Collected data
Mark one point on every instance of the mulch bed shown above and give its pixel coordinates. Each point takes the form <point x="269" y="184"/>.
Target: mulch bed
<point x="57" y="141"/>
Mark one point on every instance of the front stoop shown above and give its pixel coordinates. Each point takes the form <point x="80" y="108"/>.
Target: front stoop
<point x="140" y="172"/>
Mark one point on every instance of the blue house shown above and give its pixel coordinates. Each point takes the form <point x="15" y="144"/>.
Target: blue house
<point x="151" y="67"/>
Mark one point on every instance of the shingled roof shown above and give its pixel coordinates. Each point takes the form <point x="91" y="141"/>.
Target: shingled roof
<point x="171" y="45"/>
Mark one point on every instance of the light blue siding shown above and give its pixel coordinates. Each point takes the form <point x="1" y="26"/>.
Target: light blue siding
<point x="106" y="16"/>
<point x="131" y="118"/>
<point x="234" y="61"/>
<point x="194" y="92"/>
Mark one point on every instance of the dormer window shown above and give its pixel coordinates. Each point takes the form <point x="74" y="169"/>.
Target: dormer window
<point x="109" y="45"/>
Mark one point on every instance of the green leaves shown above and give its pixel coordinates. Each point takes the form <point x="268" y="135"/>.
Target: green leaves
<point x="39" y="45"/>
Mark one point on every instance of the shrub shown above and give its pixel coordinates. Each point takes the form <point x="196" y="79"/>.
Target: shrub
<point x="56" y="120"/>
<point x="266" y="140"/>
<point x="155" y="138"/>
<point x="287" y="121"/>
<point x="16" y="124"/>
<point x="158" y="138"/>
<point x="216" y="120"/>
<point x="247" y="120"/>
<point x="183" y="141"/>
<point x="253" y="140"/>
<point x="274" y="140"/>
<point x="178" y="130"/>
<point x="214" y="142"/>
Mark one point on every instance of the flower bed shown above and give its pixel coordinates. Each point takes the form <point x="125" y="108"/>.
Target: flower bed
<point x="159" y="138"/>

**Work order:** What is needed is a word-for-word copy of the records.

**Exercise answer:**
Mark one point on every instance of the mulch bed shown above and give its pixel coordinates. Each point takes the form <point x="269" y="184"/>.
Target: mulch bed
<point x="57" y="141"/>
Mark one point on every instance of the front stoop shown above and give its pixel coordinates. Each point takes the form <point x="80" y="108"/>.
Target: front stoop
<point x="140" y="172"/>
Mark one point on every instance of the blue house shown above and give its pixel coordinates. Each point takes the form <point x="15" y="144"/>.
Target: blue house
<point x="151" y="67"/>
Mark one point on every instance of the shingled roof shown above and give its pixel coordinates. Each point takes the form <point x="91" y="141"/>.
Target: shingled roof
<point x="171" y="45"/>
Mark one point on every instance of the light blue siding shown above and give its pixel coordinates. Each point takes the form <point x="1" y="26"/>.
Target: light blue siding
<point x="106" y="16"/>
<point x="131" y="118"/>
<point x="234" y="61"/>
<point x="194" y="92"/>
Mark one point on every instance of the dormer window shown above and give its pixel coordinates. Each point takes the form <point x="74" y="169"/>.
Target: dormer window
<point x="109" y="45"/>
Mark one point on every instance of the green leaves shown above and give its pixel coordinates. Each point takes the form <point x="268" y="135"/>.
Target: green leaves
<point x="39" y="45"/>
Mark one point on every instance of the shrub shown above and give its pixel coordinates. Each point takes the form <point x="196" y="79"/>.
Target: shrub
<point x="56" y="120"/>
<point x="266" y="140"/>
<point x="155" y="138"/>
<point x="287" y="121"/>
<point x="16" y="124"/>
<point x="158" y="138"/>
<point x="216" y="120"/>
<point x="247" y="120"/>
<point x="183" y="141"/>
<point x="253" y="140"/>
<point x="274" y="140"/>
<point x="178" y="130"/>
<point x="214" y="142"/>
Mark one point on every instance of the flower bed shown above and give its pixel coordinates. Each point takes the form <point x="125" y="108"/>.
Target: flower bed
<point x="159" y="138"/>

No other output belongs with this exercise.